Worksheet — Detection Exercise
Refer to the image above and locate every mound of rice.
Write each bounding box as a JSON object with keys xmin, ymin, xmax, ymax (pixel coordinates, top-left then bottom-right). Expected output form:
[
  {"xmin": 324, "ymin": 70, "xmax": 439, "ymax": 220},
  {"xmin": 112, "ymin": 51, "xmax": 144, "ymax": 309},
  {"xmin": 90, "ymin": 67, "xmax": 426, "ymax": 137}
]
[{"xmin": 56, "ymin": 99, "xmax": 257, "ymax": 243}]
# # # #
• Instructions to follow:
Write out the records above again, swapping "mound of rice" for "heap of rice" and leaving every other part unchanged.

• Written solution:
Worksheet — Detection Exercise
Refer to the image above and locate every heap of rice.
Write each bounding box as a JSON object with keys xmin, ymin, xmax, ymax (pixel coordinates, top-left then bottom-right). Expected output form:
[
  {"xmin": 324, "ymin": 70, "xmax": 439, "ymax": 220},
  {"xmin": 112, "ymin": 51, "xmax": 144, "ymax": 309},
  {"xmin": 90, "ymin": 67, "xmax": 426, "ymax": 137}
]
[{"xmin": 56, "ymin": 99, "xmax": 257, "ymax": 243}]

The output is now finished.